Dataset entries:
------------------------------------------------------------------------

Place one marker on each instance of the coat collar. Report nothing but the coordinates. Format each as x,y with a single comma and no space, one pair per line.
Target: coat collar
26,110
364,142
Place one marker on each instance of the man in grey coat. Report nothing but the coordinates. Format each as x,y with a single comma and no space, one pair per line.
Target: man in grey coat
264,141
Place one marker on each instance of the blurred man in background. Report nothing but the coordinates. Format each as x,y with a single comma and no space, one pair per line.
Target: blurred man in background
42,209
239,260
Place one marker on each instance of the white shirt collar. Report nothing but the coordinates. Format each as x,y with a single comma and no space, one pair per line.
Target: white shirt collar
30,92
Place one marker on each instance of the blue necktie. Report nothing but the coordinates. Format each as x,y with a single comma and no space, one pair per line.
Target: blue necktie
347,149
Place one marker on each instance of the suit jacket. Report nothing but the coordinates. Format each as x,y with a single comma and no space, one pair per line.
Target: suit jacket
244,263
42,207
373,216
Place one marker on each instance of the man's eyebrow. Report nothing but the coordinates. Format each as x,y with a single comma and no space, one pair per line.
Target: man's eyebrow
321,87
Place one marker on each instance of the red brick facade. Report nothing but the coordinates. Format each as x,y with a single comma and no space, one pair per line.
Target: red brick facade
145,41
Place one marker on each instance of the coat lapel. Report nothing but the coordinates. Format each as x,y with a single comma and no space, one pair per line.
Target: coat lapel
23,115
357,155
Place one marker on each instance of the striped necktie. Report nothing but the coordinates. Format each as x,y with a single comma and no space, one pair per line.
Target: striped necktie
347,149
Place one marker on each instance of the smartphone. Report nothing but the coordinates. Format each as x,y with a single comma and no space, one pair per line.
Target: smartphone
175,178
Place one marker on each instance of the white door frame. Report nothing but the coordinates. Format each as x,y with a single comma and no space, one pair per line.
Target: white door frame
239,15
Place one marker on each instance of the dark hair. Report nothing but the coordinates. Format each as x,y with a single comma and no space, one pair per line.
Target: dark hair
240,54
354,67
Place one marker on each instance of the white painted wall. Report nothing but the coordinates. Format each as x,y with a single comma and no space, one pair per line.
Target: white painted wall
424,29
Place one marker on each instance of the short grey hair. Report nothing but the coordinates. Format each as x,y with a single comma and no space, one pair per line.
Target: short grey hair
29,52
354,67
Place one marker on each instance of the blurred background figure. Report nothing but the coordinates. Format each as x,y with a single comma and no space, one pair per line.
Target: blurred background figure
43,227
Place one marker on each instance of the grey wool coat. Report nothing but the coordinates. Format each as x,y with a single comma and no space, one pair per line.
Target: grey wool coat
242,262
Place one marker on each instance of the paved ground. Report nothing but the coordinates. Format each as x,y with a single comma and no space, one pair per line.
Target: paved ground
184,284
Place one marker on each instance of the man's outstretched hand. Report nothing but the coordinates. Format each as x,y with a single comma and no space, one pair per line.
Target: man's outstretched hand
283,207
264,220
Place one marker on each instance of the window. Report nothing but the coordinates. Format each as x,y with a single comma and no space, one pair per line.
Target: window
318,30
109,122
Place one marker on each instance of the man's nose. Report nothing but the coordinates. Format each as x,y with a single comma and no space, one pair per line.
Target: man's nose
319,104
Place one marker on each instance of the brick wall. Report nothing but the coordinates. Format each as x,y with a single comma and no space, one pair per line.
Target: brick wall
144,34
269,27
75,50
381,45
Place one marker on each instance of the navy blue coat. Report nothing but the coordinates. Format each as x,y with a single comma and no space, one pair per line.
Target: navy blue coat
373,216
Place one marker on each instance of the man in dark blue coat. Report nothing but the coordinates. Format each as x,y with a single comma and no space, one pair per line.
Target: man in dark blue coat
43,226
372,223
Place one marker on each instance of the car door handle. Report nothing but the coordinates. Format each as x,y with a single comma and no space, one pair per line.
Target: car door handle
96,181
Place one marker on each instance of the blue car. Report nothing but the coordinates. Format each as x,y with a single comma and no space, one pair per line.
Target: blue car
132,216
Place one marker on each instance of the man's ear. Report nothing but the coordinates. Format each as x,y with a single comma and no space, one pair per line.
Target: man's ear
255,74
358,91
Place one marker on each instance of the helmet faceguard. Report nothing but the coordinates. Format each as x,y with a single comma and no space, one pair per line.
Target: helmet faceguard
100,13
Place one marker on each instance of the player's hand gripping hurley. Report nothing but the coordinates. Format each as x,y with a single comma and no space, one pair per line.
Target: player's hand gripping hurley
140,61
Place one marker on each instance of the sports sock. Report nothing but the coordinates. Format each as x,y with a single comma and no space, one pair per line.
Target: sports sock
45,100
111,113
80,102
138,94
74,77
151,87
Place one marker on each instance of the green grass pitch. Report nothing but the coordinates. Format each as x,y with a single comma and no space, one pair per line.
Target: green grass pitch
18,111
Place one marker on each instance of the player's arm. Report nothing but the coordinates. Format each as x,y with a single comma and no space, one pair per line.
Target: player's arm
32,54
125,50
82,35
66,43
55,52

------------------------------------------------------------------------

Work request :: Reproduce every record above exactly as it is written.

Result of this task ::
Place one marker on each instance of the coat collar. Report nothing but the coordinates. Format each as x,y with a single comma and no space, one pair per line.
Target: coat collar
26,110
364,142
Place one marker on each instance of the man in grey coat. Report nothing but the coordinates. Format each as x,y with a single comma and no space, one pair per line.
Target: man in grey coat
264,141
Place one marker on each instance of the blurred man in background. Report nothing but the coordinates. Format each as x,y with a single comma and no space, one pair per line.
Target: blurred man in background
42,209
239,260
Place one marker on each instance of the white shirt collar. Report nothing but the coordinates. Format each as x,y with a single comma and no space, one pair per line.
Target: white shirt collar
30,92
Place one marker on each instance of the blue necktie. Report nothing but the coordinates. Format each as x,y with a single comma and no space, one pair per line.
Target: blue necktie
347,149
Place one marker on each instance of the suit jacket. Report nothing but the coordinates. Format each as x,y with a single comma and no space, one pair per line.
Target: suit jacket
244,263
42,207
373,216
Place one marker on each instance of the man's eyebrow. Report nothing but the coordinates. Format each as x,y with a single comma and no space, one pair per line.
Target: man's eyebrow
321,87
Place one marker on each instance of the red brick facade. Report nothing but the coordinates. Format each as x,y with a single comma and no space, one pair per line.
Target: red brick facade
145,41
Place one marker on each instance of the coat lapel. Report nothing but the coordinates. Format each as x,y with a single comma and no space, one pair per line.
Target: coat lapel
23,115
357,155
Place one marker on each instance of the striped necktie. Report nothing but the coordinates. Format each as x,y with a single comma and no space, one pair per line.
Target: striped necktie
347,149
Place one marker on each instance of the smartphone. Report nothing but the coordinates. Format each as x,y with a single comma and no space, one pair per line.
Target: smartphone
175,178
Place one marker on each instance of the white door frame. Report nothing but the coordinates. Format each as x,y with a single comma and no space, one pair per line.
Target: white door frame
239,15
Place one marker on each instance of the dark hair. Report nothing but the coordinates. Format each as x,y with a single comma and no space, one pair per line.
Target: dark hair
240,54
354,67
Place one marker on each instance of the white painted wall. Report nothing but the coordinates. Format each as x,y with a single comma and no space, one pair per line.
Target: white painted wall
424,29
Place one marker on each instance of the short grey hair. Report nothing but the coordinates. Format each as x,y with a single comma and no space, one pair per line.
Target: short grey hair
29,52
354,67
Place one marker on each instance of the blurred background figure. Report nothing but the coordinates. Format each as x,y with a single comma and no space, one pair per line.
Target: blurred background figure
43,227
Place one marker on each instance of the grey wool coat. Report nothing but the coordinates. Format each as x,y with a single comma and no space, one pair per line.
Target: grey wool coat
242,262
Place one marker on each instance of the paved ground. Report nothing but the coordinates. Format each as x,y with a single comma and no space, one pair per line.
Target: paved ground
184,284
Place one marker on each instance of the man's outstretched hand. Report nothing but the coordinates. Format each as x,y with a single comma and no space, one pair per line.
Target: man's outstretched hand
283,207
264,220
Place one marker on each instance of the window. Report nothing but the coordinates. Format each as x,y with a single comma and no space, one pair per line.
Target: window
318,30
109,122
Place one marker on each instance of the man's nose. Report nothing but the coordinates. Format each as x,y with a single comma and no space, one pair per line.
Target: man's nose
319,104
Place one marker on each instance of the brick wall. Report nothing but the coordinates. Format each as x,y with a single comma and no space, one pair per line.
Target: brick wall
144,34
269,27
75,50
381,45
Place one marker on each instance of the navy blue coat. Report nothing but the coordinates. Format each as x,y with a single comma and no space, one pair per line.
Target: navy blue coat
373,216
Place one marker on each instance of the man in dark blue coat. Report nothing but the coordinates. Format each as x,y with a single comma and no space, one pair per line.
Target: man in dark blue coat
43,226
372,223
Place one marker on each instance of the car door handle. Report nothing but the coordinates. Format each as x,y with a single comma and no space, one pair per line.
Target: car door handle
96,181
Place one marker on each instance of the blue car. Report nothing but the coordinates. Format each as x,y with a single comma and no space, one pair per line.
Target: blue car
132,216
Place one marker on each instance of the man's ear. Report nothing but the coordinates. Format each as x,y with a single comma and no space, one pair per line.
Target: man's ear
255,74
358,91
Place one marker on each instance of the helmet faceguard. Report nothing but the coordinates. Format each as x,y with a single comma and no space, one pair per line.
Target: helmet faceguard
100,13
Place one marker on each instance of the player's hand gripping hurley. Report nothing but the coordinates. Format each as x,y with a single comma and no space, one pair per line.
Target: player's hand gripping hurley
140,61
Place one marker on each instance of the sports sock. Report nothing but the coordinates. Format each as x,y with a single comma and no space, one pair per line.
Target: sports sock
45,100
111,113
80,102
138,94
74,77
151,87
Place one marker on each instance of the green grass pitch. Report nothing but the coordinates. Format each as x,y with a single comma and no space, one pair per line.
Target: green grass pitch
18,111
Place one marker on each instance of the player's arm. Report nothing but the coordinates. Format each as x,y with a single comma and no space, one pair per line.
Target: player's arm
32,54
125,50
82,35
66,43
55,52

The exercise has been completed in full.